**Exercise**:
Take every line from the listing below that contains "bumper".

□ □ □ □ □

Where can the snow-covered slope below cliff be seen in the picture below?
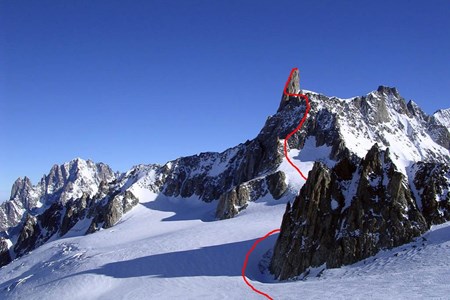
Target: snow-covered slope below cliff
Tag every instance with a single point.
(163, 250)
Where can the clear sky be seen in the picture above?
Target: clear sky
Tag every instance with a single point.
(128, 82)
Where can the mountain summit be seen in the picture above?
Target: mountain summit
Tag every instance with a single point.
(378, 177)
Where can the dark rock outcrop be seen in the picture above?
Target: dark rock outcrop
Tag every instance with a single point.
(345, 214)
(432, 184)
(276, 184)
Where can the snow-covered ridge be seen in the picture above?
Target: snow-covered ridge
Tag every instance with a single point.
(443, 116)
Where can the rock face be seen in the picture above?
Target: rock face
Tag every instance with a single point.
(432, 186)
(63, 183)
(83, 192)
(345, 214)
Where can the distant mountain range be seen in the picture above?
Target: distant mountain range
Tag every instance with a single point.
(378, 177)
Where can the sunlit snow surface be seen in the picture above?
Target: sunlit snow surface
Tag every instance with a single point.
(172, 248)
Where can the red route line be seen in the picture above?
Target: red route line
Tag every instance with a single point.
(292, 164)
(246, 261)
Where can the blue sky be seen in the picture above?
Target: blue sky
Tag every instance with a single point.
(128, 82)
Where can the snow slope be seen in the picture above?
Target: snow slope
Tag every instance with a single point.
(163, 250)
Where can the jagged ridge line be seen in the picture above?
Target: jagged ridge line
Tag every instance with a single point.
(299, 125)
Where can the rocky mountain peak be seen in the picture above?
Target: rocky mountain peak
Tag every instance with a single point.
(443, 116)
(293, 87)
(385, 90)
(336, 220)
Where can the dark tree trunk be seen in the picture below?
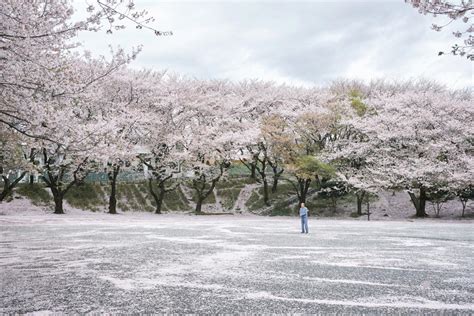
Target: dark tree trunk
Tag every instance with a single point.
(276, 177)
(161, 197)
(253, 174)
(266, 198)
(360, 198)
(113, 189)
(58, 201)
(8, 187)
(419, 202)
(368, 210)
(202, 193)
(198, 209)
(303, 186)
(464, 203)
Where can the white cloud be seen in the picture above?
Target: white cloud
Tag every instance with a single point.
(299, 42)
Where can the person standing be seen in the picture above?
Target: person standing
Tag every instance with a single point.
(304, 218)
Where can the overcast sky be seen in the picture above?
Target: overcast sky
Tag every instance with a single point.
(297, 42)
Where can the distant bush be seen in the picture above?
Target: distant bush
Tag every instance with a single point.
(37, 193)
(86, 196)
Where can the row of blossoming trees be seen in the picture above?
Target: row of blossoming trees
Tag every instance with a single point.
(64, 114)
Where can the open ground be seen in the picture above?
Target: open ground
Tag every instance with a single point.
(140, 263)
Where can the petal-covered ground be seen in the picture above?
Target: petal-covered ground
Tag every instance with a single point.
(142, 263)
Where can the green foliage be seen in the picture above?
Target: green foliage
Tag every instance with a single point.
(86, 196)
(228, 197)
(357, 104)
(307, 167)
(284, 191)
(37, 193)
(175, 201)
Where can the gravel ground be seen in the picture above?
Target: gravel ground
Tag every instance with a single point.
(141, 263)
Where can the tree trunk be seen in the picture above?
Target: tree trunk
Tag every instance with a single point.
(253, 174)
(464, 203)
(419, 202)
(113, 189)
(198, 209)
(360, 198)
(276, 177)
(303, 186)
(266, 198)
(8, 187)
(58, 201)
(368, 210)
(161, 196)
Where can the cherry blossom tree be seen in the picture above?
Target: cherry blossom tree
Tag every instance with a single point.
(454, 11)
(413, 139)
(38, 57)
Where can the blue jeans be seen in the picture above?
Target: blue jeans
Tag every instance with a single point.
(304, 224)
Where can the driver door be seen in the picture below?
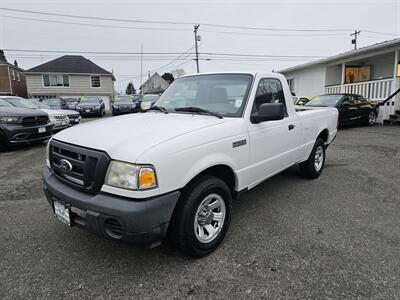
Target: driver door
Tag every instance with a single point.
(273, 144)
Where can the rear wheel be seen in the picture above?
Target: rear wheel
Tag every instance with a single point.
(202, 216)
(314, 165)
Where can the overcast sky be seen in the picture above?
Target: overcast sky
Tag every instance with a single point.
(17, 32)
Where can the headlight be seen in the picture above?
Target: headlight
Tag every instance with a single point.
(130, 176)
(10, 120)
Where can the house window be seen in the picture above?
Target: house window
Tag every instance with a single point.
(95, 81)
(56, 80)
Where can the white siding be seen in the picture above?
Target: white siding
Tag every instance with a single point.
(78, 85)
(308, 82)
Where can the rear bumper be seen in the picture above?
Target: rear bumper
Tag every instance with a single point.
(17, 134)
(139, 221)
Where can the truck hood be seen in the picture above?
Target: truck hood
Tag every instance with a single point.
(131, 135)
(52, 112)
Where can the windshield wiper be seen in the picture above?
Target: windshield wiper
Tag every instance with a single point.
(198, 110)
(160, 108)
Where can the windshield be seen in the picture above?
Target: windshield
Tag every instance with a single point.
(223, 94)
(4, 103)
(324, 100)
(150, 98)
(123, 99)
(52, 102)
(90, 99)
(20, 102)
(39, 104)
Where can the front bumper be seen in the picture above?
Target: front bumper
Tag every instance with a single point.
(124, 110)
(18, 134)
(139, 221)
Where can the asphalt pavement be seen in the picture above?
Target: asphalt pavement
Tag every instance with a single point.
(334, 237)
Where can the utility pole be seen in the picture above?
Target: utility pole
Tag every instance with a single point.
(141, 67)
(354, 41)
(196, 39)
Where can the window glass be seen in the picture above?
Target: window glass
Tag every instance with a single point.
(56, 80)
(269, 90)
(4, 103)
(95, 81)
(225, 94)
(46, 80)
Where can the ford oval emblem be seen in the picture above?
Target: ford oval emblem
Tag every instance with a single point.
(65, 165)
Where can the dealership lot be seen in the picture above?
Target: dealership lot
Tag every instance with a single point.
(337, 236)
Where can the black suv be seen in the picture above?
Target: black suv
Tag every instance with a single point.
(91, 105)
(22, 125)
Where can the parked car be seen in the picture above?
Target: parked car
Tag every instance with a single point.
(123, 104)
(57, 118)
(176, 168)
(58, 103)
(22, 125)
(91, 105)
(71, 103)
(73, 116)
(148, 101)
(301, 100)
(353, 109)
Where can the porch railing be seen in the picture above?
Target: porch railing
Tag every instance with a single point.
(375, 90)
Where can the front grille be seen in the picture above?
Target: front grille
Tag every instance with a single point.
(88, 167)
(36, 120)
(60, 117)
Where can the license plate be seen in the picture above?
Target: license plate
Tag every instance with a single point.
(62, 213)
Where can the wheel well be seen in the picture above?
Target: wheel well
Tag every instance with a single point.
(324, 135)
(223, 172)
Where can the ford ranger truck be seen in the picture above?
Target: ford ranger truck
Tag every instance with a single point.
(172, 172)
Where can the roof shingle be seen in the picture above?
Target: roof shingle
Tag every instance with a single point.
(71, 64)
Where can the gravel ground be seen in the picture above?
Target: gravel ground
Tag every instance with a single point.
(334, 237)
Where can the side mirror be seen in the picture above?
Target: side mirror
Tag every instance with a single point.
(345, 104)
(268, 112)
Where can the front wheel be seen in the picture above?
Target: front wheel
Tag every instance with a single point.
(202, 216)
(314, 165)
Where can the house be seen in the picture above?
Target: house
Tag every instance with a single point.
(70, 76)
(12, 78)
(155, 84)
(371, 71)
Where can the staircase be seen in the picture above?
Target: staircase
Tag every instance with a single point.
(394, 119)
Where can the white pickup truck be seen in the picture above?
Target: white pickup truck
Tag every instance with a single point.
(173, 171)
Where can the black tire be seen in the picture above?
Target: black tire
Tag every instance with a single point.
(309, 168)
(182, 228)
(371, 119)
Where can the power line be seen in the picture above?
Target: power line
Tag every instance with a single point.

□ □ □ □ □

**Result of the task**:
Where can the rear bumper be seen in the picture above?
Target: rear bumper
Where can the front bumper be seen in the picture above?
Target: front bumper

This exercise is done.